▶ [YOUR INSTRUCTIONS]: The result should be a faithful copy of every entry below, with the pictures left out.

------ DATA SHOWN ------

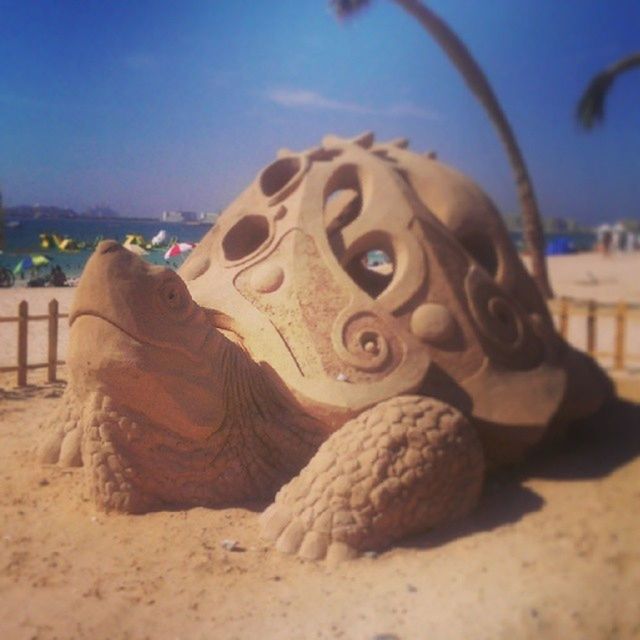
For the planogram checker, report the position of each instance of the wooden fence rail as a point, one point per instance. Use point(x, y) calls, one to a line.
point(23, 319)
point(564, 309)
point(623, 315)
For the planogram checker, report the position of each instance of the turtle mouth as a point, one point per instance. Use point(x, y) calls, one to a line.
point(195, 355)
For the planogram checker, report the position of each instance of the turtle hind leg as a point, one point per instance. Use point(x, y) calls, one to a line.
point(399, 468)
point(60, 441)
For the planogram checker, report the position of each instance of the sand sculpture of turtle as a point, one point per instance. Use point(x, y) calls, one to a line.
point(372, 397)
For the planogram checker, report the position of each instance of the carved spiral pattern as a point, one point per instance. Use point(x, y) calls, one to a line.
point(362, 340)
point(509, 337)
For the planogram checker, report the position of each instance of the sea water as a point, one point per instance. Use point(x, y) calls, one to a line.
point(23, 239)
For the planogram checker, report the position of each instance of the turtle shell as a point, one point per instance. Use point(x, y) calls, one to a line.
point(361, 271)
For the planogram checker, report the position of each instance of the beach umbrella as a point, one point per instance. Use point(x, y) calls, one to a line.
point(178, 249)
point(31, 262)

------

▶ [ANSWER TO THE PROBLEM]:
For the planogram checker, report the position of each instance of the wooden fence rail as a point, one point per instance. Use point(x, y) calls, one to a line.
point(23, 319)
point(564, 309)
point(623, 315)
For the planogram checker, report the position of each instance of the turtle mouth as a point, one point per instance. Use point(x, y) calls, one to a line.
point(195, 355)
For the planogram checker, report the position of each instance of the turtle hind leg as a point, one point per instance. Use point(x, y) calls, one to a line.
point(399, 468)
point(60, 441)
For the planogram checker, report the position of each instance of the sand sculpture of turtle as a point, one point per instance. Use point(x, y) calls, one to a line.
point(372, 397)
For the planogram checker, report the position of each instance of the carved spiral pattern as a point, one point per instance. Use point(x, y) calls, one to a line.
point(362, 340)
point(509, 337)
For the planogram checker, report the position of each instance of the sea water as a point, one point per instance. Use point(x, y) calls, one to a line.
point(23, 239)
For the planogram checker, report the position of each instance of the turtle shell as a point, one point per instance. Use point(x, y) calls, one to a line.
point(361, 271)
For the planogram checker, report the position of each instance of the beach umbrella as a point, one point per instance. Use point(x, y) calls, one to a line.
point(178, 249)
point(31, 262)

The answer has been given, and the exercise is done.